## Your assignment
Exclude all pictures. Then restate, word for word, the entries from the first line through the line that contains "Find the truck tire".

Top of Available records

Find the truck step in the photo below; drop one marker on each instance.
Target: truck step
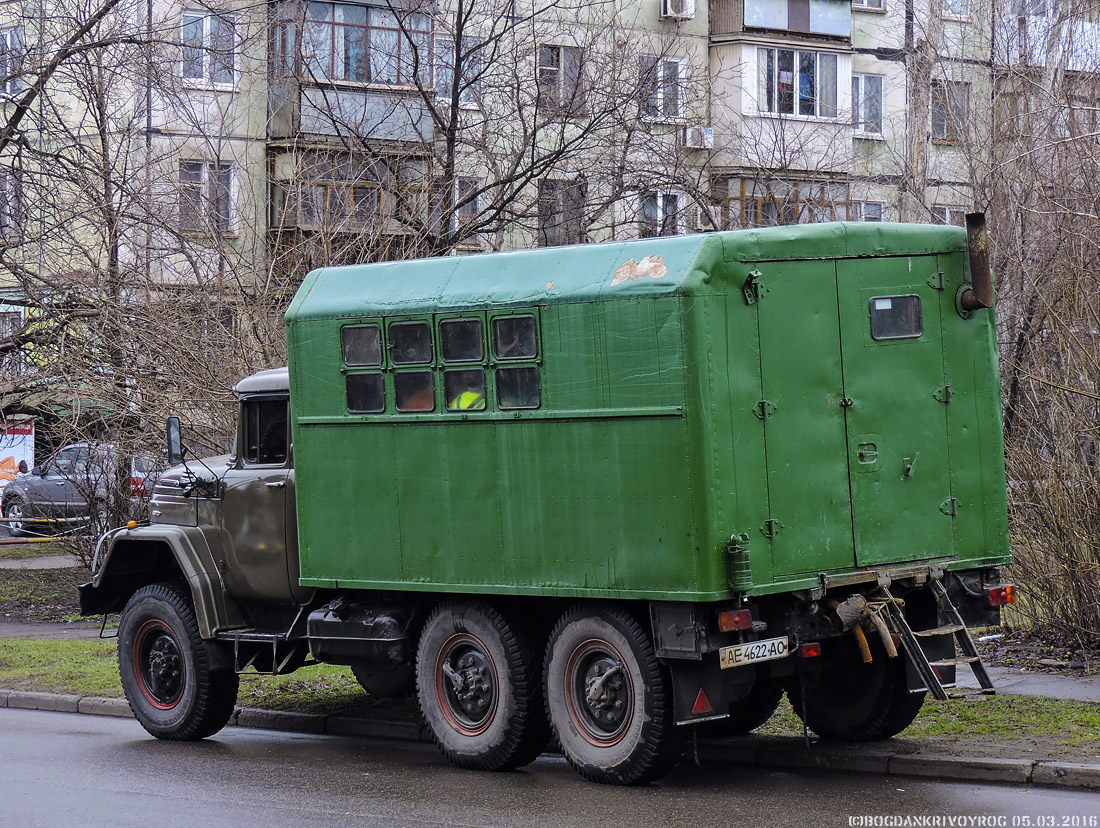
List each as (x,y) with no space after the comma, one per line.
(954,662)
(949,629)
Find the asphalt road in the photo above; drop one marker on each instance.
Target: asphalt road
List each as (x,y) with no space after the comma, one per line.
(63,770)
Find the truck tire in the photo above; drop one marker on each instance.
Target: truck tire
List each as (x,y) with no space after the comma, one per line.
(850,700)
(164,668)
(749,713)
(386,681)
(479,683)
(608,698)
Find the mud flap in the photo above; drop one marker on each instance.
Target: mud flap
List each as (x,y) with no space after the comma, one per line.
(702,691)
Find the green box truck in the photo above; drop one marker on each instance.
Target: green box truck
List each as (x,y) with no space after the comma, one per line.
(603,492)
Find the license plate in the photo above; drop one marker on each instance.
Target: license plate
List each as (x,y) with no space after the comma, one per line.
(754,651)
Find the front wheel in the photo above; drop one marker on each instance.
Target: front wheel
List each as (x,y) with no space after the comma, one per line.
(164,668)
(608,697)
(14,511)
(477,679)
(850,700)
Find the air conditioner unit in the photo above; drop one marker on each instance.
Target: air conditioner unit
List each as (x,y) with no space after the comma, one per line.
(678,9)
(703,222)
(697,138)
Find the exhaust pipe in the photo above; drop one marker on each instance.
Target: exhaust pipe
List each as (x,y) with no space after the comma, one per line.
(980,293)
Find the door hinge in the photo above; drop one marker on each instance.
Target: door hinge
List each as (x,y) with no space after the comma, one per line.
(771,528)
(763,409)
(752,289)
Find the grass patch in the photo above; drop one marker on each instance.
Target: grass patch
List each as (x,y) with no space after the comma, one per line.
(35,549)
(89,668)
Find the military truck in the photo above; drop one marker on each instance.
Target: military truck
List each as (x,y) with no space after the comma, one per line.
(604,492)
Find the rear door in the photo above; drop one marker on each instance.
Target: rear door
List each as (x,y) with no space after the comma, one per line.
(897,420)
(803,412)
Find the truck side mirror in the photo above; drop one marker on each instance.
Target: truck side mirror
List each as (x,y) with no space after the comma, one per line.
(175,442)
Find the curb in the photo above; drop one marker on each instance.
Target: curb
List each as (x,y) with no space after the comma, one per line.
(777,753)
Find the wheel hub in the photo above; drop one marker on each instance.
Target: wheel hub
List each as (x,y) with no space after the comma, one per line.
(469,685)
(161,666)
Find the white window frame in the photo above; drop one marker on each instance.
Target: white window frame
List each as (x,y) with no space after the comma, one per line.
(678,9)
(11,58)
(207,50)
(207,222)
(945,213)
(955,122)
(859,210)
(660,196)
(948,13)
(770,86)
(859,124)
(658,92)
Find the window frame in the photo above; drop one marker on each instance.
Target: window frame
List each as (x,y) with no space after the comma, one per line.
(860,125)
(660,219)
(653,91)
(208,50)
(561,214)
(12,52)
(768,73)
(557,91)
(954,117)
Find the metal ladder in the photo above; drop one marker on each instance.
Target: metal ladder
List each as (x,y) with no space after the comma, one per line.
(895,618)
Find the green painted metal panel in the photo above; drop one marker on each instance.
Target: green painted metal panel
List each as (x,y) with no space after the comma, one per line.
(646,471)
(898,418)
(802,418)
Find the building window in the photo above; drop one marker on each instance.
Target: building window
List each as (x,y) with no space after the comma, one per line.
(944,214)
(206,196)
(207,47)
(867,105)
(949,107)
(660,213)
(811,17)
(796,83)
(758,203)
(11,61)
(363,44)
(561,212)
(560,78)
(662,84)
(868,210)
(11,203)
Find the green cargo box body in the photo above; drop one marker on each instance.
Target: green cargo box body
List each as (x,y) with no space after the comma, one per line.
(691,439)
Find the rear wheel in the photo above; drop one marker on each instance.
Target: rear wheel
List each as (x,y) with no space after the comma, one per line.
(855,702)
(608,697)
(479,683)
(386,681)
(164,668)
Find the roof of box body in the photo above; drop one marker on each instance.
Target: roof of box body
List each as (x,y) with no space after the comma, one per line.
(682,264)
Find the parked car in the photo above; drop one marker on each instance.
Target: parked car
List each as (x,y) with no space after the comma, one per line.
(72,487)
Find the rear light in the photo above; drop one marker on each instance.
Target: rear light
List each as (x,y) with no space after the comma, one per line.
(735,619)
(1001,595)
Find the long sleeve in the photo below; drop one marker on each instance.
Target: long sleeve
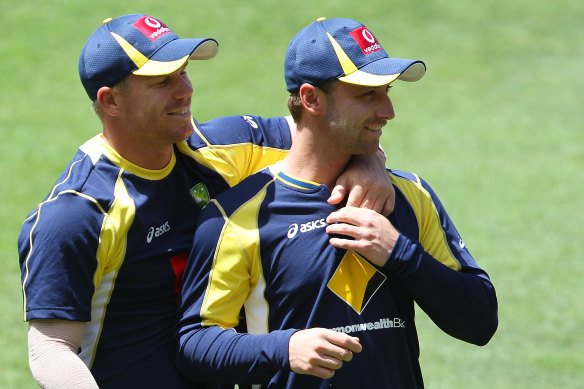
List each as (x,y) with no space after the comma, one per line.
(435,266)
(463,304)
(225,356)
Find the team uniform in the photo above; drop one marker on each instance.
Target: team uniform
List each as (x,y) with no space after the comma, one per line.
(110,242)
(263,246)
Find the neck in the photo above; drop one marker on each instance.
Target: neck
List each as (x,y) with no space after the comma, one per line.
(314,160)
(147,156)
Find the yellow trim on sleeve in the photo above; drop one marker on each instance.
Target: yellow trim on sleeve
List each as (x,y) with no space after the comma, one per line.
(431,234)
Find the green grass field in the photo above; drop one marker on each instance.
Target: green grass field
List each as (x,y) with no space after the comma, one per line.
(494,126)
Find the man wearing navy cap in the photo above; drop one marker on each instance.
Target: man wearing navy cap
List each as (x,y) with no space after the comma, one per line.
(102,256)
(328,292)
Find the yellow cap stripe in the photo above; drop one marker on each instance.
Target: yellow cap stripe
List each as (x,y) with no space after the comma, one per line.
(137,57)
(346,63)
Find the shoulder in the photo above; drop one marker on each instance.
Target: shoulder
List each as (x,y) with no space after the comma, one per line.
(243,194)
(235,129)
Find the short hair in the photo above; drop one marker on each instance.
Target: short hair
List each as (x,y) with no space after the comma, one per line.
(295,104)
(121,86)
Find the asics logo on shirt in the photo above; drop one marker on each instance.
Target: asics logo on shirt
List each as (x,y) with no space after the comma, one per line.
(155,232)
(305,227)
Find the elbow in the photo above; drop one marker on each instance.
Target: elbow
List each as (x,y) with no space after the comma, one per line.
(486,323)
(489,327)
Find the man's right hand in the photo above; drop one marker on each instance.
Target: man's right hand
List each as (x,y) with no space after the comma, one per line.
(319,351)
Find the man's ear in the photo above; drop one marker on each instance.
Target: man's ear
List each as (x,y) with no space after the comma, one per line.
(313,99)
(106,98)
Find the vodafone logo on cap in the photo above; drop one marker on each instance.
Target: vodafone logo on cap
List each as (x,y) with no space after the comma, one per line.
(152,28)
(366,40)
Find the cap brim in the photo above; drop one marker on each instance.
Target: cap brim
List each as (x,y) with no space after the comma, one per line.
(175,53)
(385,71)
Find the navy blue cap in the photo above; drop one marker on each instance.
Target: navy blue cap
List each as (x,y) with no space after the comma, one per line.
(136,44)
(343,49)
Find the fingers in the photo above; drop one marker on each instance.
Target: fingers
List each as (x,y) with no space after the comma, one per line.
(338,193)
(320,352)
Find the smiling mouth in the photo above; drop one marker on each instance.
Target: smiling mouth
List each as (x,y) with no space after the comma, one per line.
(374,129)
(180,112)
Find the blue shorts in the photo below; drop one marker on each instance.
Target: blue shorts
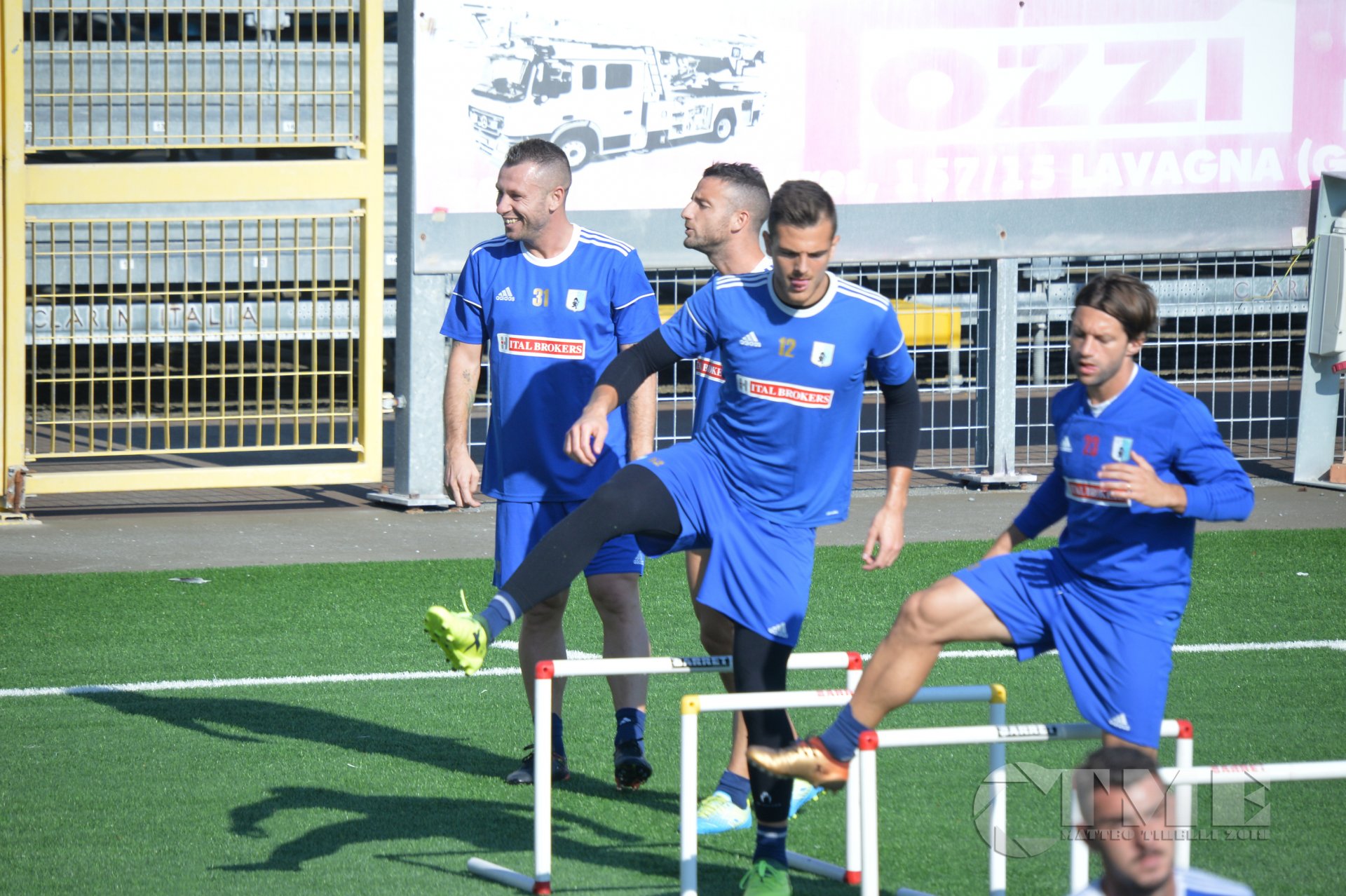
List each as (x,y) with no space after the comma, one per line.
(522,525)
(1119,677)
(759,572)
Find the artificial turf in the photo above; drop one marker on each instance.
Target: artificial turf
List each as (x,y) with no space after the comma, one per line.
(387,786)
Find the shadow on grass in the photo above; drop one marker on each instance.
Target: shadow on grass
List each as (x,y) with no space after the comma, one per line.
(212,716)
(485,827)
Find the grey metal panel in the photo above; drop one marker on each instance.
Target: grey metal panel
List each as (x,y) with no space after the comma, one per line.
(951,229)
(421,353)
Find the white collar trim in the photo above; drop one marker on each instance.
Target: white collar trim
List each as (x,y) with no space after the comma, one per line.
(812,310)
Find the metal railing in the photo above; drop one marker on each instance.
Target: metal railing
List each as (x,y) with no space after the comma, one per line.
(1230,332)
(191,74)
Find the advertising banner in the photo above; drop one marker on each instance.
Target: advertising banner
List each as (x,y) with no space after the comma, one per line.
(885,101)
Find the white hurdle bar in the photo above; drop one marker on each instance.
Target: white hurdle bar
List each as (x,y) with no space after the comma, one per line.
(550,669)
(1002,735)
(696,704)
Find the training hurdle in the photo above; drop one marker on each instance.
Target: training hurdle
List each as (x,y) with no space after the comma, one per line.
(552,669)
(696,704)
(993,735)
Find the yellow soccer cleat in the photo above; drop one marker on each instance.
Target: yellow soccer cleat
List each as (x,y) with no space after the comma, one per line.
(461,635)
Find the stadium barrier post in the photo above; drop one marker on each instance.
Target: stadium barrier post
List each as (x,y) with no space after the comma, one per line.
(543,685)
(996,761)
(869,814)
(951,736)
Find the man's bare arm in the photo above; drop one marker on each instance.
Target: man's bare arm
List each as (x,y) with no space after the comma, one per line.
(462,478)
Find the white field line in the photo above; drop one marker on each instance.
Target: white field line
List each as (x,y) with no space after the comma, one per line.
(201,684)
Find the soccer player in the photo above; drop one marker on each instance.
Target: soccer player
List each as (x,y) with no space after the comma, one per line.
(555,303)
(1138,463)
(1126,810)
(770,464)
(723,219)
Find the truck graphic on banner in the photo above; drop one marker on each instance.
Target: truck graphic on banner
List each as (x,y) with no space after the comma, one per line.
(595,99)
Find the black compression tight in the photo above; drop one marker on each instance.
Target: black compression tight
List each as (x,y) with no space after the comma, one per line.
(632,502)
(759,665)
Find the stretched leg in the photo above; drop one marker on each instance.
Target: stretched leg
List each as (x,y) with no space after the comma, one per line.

Bottom of Available records

## Result for this task
Find the truck step in the photo below; drop one marker on each instance.
Target: truck step
List each as (x,y) with no space after the comma, one per line.
(954,662)
(949,629)
Find the asphalt road in the photo above; drop one marker on each instance.
Target: asphalt road
List each as (x,y) with no space after the comma, one per line.
(63,770)
Find the truck tire in the photo above; drop one marker on each instance.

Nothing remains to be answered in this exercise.